# TASK PROMPT
Without including any images, repeat the listing below exactly.

# SOURCE DATA
+---+
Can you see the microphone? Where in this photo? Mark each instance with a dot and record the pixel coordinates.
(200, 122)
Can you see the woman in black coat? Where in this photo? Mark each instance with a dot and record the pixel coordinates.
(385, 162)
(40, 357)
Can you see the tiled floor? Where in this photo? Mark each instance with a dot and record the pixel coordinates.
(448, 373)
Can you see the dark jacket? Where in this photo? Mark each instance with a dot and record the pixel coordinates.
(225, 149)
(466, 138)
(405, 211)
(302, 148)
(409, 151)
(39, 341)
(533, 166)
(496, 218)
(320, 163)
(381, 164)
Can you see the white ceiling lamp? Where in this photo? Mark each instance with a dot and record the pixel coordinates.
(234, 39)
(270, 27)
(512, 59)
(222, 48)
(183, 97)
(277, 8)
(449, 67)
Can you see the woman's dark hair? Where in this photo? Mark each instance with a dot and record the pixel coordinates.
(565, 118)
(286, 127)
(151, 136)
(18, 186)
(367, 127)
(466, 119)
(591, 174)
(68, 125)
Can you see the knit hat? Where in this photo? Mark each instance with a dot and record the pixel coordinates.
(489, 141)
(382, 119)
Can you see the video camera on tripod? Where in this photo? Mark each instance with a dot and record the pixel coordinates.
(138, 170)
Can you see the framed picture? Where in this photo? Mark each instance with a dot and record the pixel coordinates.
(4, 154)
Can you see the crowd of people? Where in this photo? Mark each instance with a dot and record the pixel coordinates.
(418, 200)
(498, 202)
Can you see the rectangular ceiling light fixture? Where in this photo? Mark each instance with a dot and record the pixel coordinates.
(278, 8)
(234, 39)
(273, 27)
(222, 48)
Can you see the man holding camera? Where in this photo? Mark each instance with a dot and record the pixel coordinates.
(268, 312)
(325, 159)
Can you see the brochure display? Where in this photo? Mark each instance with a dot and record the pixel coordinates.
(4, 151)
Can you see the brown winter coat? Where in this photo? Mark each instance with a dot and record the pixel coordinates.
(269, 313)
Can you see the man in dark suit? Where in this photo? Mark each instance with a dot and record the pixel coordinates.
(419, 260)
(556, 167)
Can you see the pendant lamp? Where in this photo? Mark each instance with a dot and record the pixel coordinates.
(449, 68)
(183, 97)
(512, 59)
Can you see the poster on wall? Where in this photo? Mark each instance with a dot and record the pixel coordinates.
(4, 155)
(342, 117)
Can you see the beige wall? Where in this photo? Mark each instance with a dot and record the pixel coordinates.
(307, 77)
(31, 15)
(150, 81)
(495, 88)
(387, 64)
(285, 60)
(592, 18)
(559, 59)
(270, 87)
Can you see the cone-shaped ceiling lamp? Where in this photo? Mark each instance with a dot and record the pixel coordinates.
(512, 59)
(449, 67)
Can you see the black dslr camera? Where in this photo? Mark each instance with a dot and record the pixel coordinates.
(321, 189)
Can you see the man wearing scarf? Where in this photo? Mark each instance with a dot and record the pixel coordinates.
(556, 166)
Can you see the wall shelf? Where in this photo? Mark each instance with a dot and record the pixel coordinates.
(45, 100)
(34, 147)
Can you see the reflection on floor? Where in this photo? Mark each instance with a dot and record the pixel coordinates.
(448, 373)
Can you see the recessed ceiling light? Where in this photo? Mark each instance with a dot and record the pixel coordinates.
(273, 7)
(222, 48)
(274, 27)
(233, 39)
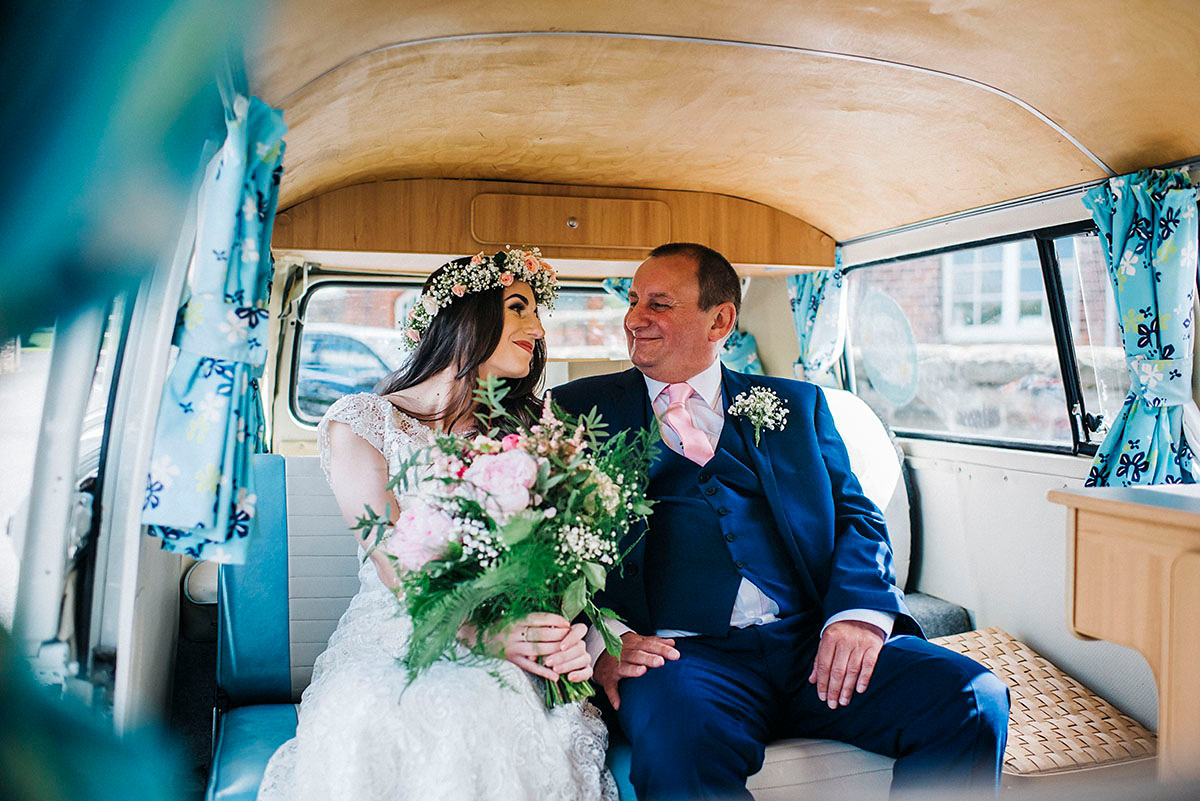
+---+
# EXPECTED OUTPUT
Can you see the microphone? Where in this photo? Mark each instance with a dot and record the pixel coordinates.
(200, 122)
Can you see the woman in black coat? Where in this photo? Mark each instance with a dot and record the pixel coordinates.
(385, 162)
(40, 357)
Can you see the tiled floor? Where in this photo? Mark each instance with a dot and record the pixel coordinates.
(448, 373)
Can you see the dark jacket? Where in this photo? Mark each instance with a dot and record the pixel coordinates.
(225, 149)
(466, 138)
(405, 211)
(302, 148)
(409, 151)
(39, 341)
(533, 166)
(496, 218)
(320, 163)
(381, 164)
Can you see the white ceiling lamp? Where in this photo? Mark each instance with a dot and record the pixel coordinates.
(234, 39)
(270, 27)
(512, 59)
(222, 48)
(183, 97)
(277, 8)
(449, 67)
Can you see the woman's dark hair? Where in this photo? Mark each instance with a dot and record the pixel coordinates.
(565, 118)
(286, 127)
(151, 136)
(18, 186)
(367, 127)
(466, 119)
(591, 174)
(68, 125)
Can you see the knit hat? Where in this photo? Mark each instance with a dot and record the pixel coordinates.
(489, 141)
(382, 119)
Can you see the video camera on tripod? Where in this photo? Mark each instance with a dot and record the pixel coordinates.
(138, 170)
Can you see the framed picture? Where in this photo? Mark each instance with a dot and record the pixel coordinates.
(4, 154)
Can you see the crowd of people? Where in this photo? Mark each instance with a dot and record the pixel coordinates.
(418, 200)
(498, 202)
Can you see the rectangular ceiling light fixture? Where in this photo? Mark each instance with a dot and record the pixel coordinates.
(278, 8)
(234, 39)
(273, 27)
(222, 48)
Can you see the man holding camera? Where in this photo? Mark each instance with a dot and record the pixel coordinates.
(268, 312)
(325, 159)
Can you see the brochure display? Where in this photo? Mark each instance with a dot and record the pixel coordinates.
(4, 151)
Can you see the brown winter coat? Where in this photo? Mark each instance with a dot and record the pixel coordinates.
(269, 313)
Can you see the man in dark suit? Where in this photo? Mark each instance with a dot and record the pixel coordinates.
(419, 260)
(556, 167)
Can you see the pendant lamp? Where in this photo? Mark each instance with a dot and record the pixel coordinates.
(449, 68)
(183, 97)
(512, 59)
Can you see the poster on wall? Where in this photo? Mark each instance with a dot and record the pixel coordinates.
(4, 155)
(342, 117)
Can you see the beige wall? Where in this photo? Mark each instance with a dot and record the pixel coordinates.
(307, 77)
(31, 15)
(150, 81)
(495, 88)
(387, 64)
(285, 60)
(592, 18)
(559, 59)
(270, 87)
Can you see the cone-shaped ceiling lamp? Where in this photo? Mark each instance with a dot and record the pixel coordinates.
(512, 59)
(449, 67)
Can you see the black dslr camera? Where in this photo? Mark each instance with a dot and record the pixel coordinates.
(321, 189)
Can you see the man wearing scarf? Where in this photo? Mark each instance with a dot and record the pixel coordinates.
(556, 166)
Can you see the wall shelf? Where in this photo? Mark each instance with a dot and record the pixel coordinates.
(45, 100)
(34, 147)
Can you see the reflection on floor? Where in this photo? Mark each instance with a dot and record the pixel coordinates.
(448, 373)
Can you see the recessed ceiling light? Where in this photo? Mark each instance with a dot and record the pixel coordinates.
(273, 7)
(222, 48)
(274, 27)
(233, 39)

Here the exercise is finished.